## PROMPT A
Using the Bangkok shrine bombing report, please answer these:
(i) What was the man in the security video wearing?
(ii) What injury did the Filipina suffer in the blast?
(iii) What did Prayut Chan-o-cha call the bombing?
## PROMPT B
Continue the Bangkok shrine bombing report from the point where it stops.

## SOURCE EXCERPT
+ + + + + + +

MANILA, Philippines - Thai police said yesterday investigators believe a man seen in security video wearing a yellow T-shirt and carrying a backpack set off the explosion at a central Bangkok shrine that killed 20 people and injured more than 100.

“The yellow shirt guy is not just the suspect. He is the bomber,” Police Lt. Gen. Prawut Thavornsiri, a police spokesman, told The Associated Press.

Prawut earlier released several photos of the man, with and without the backpack, on social media. The images were apparently taken from closed-circuit video at Erawan shrine on Monday before the central Bangkok bombing. He confirmed that the man is suspected in the bombing when contacted by The Associated Press.

Video footage posted separately on Thai media appeared to show the same man sitting on a bench at the crowded shrine, then taking off the backpack and leaving it behind as he walked away.

Thai authorities identified five victims as Thai and four as Chinese — two of them from Hong Kong — along with two Malaysians and one Singaporean, and said the nationalities of the other eight victims remain unknown.

Department of Foreign Affairs (DFA) spokesman Charles Jose said yesterday afternoon that the embassy in Bangkok had confirmed that a Filipina was among the injured victims in the Bangkok explosion.

“She sustained injury to her hearing due to the blast,” Jose said.

Jose said the Filipina requested that her identity and other personal details not be revealed.

“She is in Bangkok together with (a) foreign family, she will return to the country soon,” Jose said.

Thailand’s junta chief Prayut Chan-o-cha on Tuesday branded the bombing the “worst ever attack” on Thailand, as he gave the first indications of who authorities believed were responsible.

+ + + + + + +

## GIVEN DATA
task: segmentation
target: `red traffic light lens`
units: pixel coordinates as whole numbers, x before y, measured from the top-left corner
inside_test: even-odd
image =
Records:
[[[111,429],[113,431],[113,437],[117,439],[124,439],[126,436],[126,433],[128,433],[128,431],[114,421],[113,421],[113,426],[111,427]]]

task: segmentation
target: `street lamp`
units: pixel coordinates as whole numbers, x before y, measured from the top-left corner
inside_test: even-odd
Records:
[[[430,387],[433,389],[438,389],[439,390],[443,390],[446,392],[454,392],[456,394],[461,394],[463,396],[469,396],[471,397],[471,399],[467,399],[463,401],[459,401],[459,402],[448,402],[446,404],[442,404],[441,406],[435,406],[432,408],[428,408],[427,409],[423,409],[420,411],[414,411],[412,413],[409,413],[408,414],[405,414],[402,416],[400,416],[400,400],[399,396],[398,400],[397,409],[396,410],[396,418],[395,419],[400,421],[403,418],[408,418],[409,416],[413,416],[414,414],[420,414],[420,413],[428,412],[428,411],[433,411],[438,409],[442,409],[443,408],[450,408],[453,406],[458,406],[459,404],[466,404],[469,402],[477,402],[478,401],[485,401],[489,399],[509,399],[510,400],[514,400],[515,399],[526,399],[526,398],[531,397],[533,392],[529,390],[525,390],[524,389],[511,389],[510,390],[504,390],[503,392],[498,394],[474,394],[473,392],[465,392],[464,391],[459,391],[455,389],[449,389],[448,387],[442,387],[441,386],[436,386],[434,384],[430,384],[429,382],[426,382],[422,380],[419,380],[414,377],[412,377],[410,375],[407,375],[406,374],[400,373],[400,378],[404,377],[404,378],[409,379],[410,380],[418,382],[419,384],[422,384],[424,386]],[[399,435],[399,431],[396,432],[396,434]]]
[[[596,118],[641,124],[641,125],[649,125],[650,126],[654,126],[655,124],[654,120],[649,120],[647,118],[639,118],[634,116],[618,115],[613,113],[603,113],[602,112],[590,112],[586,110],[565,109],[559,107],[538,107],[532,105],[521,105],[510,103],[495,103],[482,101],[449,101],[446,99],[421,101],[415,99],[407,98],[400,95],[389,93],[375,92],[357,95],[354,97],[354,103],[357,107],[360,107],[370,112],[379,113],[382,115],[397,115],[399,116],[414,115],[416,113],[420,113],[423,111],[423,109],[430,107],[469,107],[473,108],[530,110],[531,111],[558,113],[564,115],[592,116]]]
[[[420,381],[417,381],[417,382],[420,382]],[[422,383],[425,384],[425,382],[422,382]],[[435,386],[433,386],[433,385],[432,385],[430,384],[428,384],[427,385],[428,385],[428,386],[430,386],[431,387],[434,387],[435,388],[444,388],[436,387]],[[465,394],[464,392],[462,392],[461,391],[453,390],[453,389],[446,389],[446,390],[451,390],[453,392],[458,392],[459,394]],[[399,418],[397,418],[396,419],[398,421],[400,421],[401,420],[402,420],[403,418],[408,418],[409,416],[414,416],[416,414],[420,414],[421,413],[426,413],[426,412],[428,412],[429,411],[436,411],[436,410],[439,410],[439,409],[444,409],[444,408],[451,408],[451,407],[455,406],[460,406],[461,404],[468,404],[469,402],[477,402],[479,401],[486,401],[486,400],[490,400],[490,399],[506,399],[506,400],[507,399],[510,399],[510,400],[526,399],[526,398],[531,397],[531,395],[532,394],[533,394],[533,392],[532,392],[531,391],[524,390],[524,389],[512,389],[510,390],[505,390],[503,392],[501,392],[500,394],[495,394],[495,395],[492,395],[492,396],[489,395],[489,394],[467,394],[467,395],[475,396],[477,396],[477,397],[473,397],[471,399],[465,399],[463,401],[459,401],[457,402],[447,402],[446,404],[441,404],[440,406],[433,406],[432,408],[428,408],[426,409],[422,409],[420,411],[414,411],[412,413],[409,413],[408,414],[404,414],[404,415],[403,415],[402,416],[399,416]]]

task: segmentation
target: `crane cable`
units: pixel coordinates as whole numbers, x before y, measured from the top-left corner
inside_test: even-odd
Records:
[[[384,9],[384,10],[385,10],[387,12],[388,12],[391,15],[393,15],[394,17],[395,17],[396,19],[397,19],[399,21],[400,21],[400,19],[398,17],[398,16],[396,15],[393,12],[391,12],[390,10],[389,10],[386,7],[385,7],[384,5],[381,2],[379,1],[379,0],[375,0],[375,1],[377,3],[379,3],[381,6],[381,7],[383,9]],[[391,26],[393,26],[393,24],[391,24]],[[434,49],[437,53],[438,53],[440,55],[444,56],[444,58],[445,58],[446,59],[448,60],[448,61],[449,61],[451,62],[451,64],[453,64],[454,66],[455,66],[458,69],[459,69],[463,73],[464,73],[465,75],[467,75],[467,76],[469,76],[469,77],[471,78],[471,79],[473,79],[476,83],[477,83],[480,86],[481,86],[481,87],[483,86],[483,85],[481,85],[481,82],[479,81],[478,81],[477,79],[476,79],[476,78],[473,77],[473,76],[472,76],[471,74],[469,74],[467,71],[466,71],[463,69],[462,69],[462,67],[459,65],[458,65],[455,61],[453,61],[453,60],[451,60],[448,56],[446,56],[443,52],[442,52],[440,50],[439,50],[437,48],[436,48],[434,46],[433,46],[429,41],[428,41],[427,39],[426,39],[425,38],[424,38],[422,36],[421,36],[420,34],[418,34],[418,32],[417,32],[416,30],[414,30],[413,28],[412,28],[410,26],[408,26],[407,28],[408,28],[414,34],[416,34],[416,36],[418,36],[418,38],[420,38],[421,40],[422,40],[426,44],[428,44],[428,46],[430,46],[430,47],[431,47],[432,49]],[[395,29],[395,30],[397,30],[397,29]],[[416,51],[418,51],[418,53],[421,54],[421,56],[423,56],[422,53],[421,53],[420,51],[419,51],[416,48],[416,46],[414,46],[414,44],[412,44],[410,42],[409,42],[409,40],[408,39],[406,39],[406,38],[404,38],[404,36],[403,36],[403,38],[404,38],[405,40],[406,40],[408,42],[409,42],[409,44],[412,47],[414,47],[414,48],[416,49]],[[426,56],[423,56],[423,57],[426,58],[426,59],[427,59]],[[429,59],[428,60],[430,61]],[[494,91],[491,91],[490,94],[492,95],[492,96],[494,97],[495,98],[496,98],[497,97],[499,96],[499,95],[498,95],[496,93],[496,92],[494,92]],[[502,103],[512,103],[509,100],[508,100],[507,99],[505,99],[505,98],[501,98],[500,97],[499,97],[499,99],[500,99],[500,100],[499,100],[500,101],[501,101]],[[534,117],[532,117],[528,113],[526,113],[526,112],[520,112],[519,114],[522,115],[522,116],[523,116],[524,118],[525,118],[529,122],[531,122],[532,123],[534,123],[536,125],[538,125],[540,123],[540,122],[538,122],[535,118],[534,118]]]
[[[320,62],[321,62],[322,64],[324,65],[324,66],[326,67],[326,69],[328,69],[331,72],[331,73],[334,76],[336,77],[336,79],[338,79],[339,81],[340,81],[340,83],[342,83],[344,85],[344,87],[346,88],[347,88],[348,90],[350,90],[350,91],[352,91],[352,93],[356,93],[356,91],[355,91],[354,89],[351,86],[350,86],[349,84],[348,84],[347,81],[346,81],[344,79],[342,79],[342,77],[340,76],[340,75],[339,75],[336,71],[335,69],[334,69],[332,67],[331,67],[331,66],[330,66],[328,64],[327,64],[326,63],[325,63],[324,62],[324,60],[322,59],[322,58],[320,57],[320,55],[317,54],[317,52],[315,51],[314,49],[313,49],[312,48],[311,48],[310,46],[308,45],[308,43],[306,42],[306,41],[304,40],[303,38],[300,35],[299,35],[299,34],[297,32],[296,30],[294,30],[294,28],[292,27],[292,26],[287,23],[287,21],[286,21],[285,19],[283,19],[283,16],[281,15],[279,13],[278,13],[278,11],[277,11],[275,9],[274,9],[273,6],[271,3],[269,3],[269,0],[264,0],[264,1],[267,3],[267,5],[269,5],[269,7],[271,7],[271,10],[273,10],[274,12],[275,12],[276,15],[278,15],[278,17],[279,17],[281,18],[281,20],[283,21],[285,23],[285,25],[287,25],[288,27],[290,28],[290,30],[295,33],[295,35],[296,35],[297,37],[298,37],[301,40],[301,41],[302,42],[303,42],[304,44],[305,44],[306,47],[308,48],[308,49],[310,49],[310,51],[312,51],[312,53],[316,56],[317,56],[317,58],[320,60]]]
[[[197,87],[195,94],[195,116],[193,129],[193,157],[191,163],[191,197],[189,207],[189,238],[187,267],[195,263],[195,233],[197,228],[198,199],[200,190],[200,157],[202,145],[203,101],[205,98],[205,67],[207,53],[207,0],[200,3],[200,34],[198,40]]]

+ + + + + + +

## RESULT A
(i) A yellow T-shirt.
(ii) An injury to her hearing.
(iii) The "worst ever attack" on Thailand.

## RESULT B
“Today there is a suspect... we are looking for this guy,” Prayut told

reporters, adding the man was seen on closed circuit television at the blast site.

Prayut said the male suspect was believed to be from an “anti-government group based in Thailand’s northeast” — the heartland of the kingdom’s Red Shirt movement that opposes the military junta.

Bangkok has endured more than a decade of deadly political violence, with the junta ruling the nation since May last year after toppling the elected government of Yingluck Shinawatra.

The Red Shirts are a grassroots network of rural and urban poor that are loyal to Yingluck and her self-exiled brother, Thaksin Shinawatra, a populist politician who was a previous prime minister.

But no one claimed responsibility for the assault and security analysts expressed skepticism over the government’s lightning move to cast suspicion on its opponents.

“Even if they (Red Shirts) are hell-bent on bringing down the government I just can’t see them targeting a Hindu or any other religious shrine,” Zachary Abuza, an independent expert on Thai security, told AFP.

Muslim rebels from the country’s far south have also waged a separatist insurgency for more than a decade that has claimed thousands of lives, mostly civilians.

But they have never been known to carry out substantial attacks in Bangkok, and Abuza as well as other analysts said Monday’s bombing did not follow the insurgents’ typical modus operandi.

Paul Chambers, director of research at the Institute of South East Asian Affairs in Thailand, said groups with links to military factions also had to be considered as potential suspects.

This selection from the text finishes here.